## TRY IT
Render the records from the line containing "For every <instance>, write" through the line containing "positive clicks: (403, 299)" as a Markdown table with the columns Row and Line, leaving out blank lines.

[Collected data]
____
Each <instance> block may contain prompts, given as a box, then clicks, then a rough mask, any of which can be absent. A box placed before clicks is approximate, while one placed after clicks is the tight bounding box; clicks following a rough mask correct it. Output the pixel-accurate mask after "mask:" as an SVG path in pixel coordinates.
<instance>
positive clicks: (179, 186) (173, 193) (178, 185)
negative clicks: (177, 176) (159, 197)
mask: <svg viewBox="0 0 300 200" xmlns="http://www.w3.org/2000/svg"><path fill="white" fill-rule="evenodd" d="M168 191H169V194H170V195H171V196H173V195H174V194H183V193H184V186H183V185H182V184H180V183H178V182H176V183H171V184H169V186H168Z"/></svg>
____
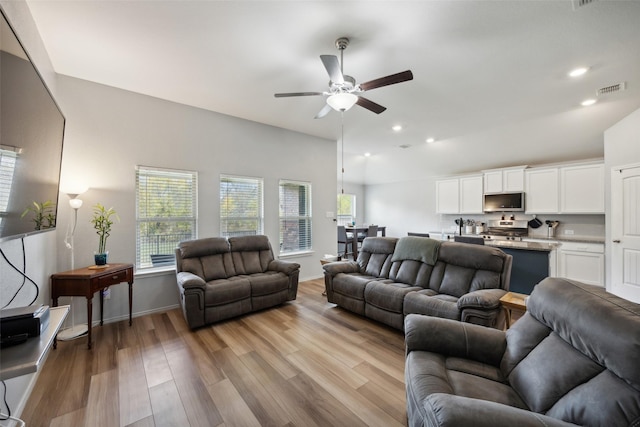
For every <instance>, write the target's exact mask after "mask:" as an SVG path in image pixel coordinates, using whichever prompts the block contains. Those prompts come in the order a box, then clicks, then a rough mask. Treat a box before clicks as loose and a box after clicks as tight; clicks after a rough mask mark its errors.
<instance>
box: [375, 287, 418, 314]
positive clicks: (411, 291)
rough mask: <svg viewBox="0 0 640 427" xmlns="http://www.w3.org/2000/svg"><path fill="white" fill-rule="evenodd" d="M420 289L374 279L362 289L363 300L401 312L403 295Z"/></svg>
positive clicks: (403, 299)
____
## RESPONSE AREA
| Row | Line |
|---|---|
| 1 | For every <instance>, write the target's exact mask after "mask:" as an SVG path in image pixel coordinates, using whichever prompts the block contains. Those prompts come in the order a box, then clicks, then a rough mask. Treat a box before clicks as loose and a box after clicks as tight; clicks after a rough mask mark its errors. |
| 2 | <instance> |
| 3 | box: [375, 287, 418, 314] |
| 4 | positive clicks: (411, 291) |
| 5 | rough mask: <svg viewBox="0 0 640 427" xmlns="http://www.w3.org/2000/svg"><path fill="white" fill-rule="evenodd" d="M420 289L374 279L362 289L363 300L401 312L403 295Z"/></svg> |
| 6 | positive clicks: (403, 299) |